### CHALLENGE
Pick out and copy every line below that contains the word "sliced". Case counts.

-------- EXERCISE INPUTS

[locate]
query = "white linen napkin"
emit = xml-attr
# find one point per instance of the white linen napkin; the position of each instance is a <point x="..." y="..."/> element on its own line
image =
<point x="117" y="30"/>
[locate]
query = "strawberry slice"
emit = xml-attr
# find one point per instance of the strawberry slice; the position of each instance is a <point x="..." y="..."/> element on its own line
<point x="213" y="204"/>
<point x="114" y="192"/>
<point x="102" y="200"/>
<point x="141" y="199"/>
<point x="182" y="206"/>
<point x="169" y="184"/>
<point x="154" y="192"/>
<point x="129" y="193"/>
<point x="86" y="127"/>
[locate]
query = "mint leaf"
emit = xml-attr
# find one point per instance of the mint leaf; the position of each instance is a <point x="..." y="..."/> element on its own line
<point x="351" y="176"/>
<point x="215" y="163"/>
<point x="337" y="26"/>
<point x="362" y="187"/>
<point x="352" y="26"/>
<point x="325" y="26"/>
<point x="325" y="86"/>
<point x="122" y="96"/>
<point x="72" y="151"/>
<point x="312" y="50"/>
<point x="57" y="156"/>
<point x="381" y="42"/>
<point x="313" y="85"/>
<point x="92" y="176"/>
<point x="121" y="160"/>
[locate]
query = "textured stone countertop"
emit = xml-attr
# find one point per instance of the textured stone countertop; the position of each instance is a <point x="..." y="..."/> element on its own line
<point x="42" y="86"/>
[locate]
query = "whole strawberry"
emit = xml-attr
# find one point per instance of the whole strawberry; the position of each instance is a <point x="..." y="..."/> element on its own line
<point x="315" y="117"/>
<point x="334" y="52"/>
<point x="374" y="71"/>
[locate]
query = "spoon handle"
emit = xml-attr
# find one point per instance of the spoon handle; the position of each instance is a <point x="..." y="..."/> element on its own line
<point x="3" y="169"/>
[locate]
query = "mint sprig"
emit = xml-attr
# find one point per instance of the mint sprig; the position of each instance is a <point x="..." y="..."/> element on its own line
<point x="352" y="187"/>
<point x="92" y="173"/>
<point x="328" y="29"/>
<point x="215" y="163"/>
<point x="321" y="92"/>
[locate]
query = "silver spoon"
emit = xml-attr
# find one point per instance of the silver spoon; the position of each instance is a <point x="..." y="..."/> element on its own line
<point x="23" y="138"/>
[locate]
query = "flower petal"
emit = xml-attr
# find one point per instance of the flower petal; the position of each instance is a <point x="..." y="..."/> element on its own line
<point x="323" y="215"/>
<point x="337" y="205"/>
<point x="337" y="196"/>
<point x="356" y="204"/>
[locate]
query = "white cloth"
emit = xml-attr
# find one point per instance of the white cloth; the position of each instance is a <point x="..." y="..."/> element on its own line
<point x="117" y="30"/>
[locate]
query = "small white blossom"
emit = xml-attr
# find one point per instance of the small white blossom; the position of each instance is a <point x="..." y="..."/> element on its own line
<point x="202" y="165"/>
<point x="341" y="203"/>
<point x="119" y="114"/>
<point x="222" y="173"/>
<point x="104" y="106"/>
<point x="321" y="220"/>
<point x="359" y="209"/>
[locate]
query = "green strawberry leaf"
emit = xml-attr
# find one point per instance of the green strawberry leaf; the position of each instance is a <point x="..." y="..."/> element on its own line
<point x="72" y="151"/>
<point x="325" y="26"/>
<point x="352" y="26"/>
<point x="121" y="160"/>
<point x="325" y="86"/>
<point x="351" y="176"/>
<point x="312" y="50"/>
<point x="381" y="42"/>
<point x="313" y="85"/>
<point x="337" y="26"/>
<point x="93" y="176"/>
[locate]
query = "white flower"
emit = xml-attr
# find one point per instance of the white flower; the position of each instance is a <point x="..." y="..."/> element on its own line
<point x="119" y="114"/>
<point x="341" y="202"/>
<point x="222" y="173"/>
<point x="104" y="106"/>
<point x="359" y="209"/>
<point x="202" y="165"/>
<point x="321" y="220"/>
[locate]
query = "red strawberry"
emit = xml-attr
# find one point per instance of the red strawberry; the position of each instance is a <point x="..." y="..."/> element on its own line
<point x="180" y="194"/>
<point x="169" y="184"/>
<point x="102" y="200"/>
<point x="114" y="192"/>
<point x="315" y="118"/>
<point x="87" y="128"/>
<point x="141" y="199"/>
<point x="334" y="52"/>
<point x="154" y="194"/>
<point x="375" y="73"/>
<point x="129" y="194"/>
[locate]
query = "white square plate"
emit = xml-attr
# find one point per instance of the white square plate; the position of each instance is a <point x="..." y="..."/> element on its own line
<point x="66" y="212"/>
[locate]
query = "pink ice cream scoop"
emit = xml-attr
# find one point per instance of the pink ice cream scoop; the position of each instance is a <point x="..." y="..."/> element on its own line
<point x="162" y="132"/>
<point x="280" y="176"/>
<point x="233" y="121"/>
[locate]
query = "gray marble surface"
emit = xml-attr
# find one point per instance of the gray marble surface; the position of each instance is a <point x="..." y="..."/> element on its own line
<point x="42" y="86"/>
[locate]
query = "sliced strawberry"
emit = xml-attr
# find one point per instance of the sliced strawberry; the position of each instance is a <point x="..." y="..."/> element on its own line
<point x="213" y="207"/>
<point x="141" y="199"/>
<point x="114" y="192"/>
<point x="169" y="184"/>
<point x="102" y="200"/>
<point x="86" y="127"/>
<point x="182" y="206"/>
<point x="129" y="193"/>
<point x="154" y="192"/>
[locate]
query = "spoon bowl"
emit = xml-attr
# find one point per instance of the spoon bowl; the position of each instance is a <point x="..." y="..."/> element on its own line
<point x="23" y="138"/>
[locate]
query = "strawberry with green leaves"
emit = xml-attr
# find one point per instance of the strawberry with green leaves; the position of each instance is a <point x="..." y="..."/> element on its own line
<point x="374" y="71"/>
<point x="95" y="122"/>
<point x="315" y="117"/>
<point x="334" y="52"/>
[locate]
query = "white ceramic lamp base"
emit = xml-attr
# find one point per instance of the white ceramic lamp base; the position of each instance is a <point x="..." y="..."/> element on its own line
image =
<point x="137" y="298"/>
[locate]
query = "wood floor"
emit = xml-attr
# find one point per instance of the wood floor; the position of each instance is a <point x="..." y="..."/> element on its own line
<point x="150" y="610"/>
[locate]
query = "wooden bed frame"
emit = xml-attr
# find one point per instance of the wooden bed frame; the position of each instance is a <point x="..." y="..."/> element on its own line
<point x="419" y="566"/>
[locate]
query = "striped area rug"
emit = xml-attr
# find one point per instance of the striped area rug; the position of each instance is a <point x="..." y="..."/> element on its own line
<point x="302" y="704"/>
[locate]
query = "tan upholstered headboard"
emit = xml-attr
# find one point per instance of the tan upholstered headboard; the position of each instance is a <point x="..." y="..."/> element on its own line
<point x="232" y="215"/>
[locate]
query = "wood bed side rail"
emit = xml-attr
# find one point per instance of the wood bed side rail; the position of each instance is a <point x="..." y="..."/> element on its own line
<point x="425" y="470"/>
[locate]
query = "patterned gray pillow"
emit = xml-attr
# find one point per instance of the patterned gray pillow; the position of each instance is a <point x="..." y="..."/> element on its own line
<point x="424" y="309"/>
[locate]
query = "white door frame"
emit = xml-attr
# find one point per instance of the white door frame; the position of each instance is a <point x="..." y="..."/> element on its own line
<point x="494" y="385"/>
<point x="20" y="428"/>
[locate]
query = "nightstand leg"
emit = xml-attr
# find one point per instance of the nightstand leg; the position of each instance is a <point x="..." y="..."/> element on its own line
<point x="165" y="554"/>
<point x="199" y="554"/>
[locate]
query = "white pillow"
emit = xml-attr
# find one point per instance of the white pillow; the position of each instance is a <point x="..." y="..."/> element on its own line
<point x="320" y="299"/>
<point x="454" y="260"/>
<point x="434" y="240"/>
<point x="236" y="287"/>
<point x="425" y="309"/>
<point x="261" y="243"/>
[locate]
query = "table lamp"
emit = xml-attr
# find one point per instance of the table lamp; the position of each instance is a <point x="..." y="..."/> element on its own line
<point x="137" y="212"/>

----------------

### EXPECTED ANSWER
query = "sliced strawberry"
# find one point per instance of the sliced strawberry; the position of each instance is a <point x="..." y="..."/> element on its own line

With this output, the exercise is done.